## Short exercise
Copy each of the following items word for word.
------------------------------
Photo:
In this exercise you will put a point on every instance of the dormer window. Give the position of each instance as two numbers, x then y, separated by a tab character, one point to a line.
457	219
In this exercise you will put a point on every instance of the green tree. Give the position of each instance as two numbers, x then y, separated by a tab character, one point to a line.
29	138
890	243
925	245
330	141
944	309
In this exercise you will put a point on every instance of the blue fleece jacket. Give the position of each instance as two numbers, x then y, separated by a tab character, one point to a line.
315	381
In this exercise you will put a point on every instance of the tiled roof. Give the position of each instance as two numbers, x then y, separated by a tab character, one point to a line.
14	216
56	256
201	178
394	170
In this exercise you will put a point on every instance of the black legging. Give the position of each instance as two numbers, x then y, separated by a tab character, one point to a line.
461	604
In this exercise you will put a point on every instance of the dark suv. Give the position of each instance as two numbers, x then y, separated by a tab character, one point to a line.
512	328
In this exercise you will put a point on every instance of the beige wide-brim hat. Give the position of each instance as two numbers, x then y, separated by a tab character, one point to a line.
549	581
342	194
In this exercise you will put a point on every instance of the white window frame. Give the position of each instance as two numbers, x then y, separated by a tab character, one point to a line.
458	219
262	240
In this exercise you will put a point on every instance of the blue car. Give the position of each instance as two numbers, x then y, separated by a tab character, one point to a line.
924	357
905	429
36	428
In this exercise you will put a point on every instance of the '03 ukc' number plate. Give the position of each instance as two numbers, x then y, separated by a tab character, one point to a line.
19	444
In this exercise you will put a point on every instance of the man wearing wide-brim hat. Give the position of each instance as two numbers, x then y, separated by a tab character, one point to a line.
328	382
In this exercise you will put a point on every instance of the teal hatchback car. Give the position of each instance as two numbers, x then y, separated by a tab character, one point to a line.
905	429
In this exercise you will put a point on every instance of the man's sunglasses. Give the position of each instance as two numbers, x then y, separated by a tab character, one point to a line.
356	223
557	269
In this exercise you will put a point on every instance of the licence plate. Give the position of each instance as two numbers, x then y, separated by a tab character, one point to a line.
------------------------------
## Full output
Photo:
In this exercise you will put a point on every instance of the dormer window. Give the position of each instance as two numbers, x then y, separated by a tab character, one point to a line.
457	219
In this exercise you will put a point on every instance of the green tree. Give the position of each instance as two numbers, x then y, separated by a tab character, one point to a line.
29	138
890	243
925	245
330	141
944	309
In this exercise you will put a point on every instance of the blue fleece jacket. Give the position of each instance as two numbers, x then y, separated by a tab character, one point to a line.
315	381
In this exercise you will put a point on every instance of the tiled roof. Give the position of each instance as two numbers, x then y, separated by a tab character, one point to a line.
14	216
56	256
201	178
394	170
In this exercise you will put a point on every instance of the black legging. Give the position of each instance as two numbers, x then y, separated by a tab character, one point to a line.
461	604
In this exercise you will put a point on every instance of the dark suv. Give the position of each instance as two numbers, x then y, separated by a tab character, one point to a line.
512	328
In this exercise you will put a point on every instance of the beige wide-brim hat. Give the position of each instance as two numbers, x then y, separated by a tab character, one point to a line.
549	581
342	194
In this exercise you will put a point on every instance of the white window frame. Give the position of each instance as two numbers, x then y, separated by a tab character, one point to a line.
458	219
262	240
In this exercise you will put a point on every instance of the blue car. Give the position of each instance as two numbers, x then y, separated by a tab character, one point to a line.
924	357
905	429
36	428
In this exercise you will put a point on every instance of the '03 ukc' number plate. Give the position of each instance as two numbers, x then y, separated by a tab character, one point to a line.
19	444
In this exercise you will put a point on every instance of the man wearing wide-brim hat. Give the position of each instance as two numbers, x then y, separated by a tab character, one point to a line.
328	382
In this exercise you will put a point on every instance of the teal hatchback car. Give the position of each instance as two numbers, x then y, separated by a tab character, one point to a line.
905	429
In this exercise you will put a point on every instance of the man's sunglasses. Give the position of each instance as two numbers, x then y, separated by a tab character, one point to a line.
356	223
557	269
In this exercise you will put a point on every instance of the licence plate. Give the position of each instance as two numbers, x then y, separated by a tab character, one point to a line.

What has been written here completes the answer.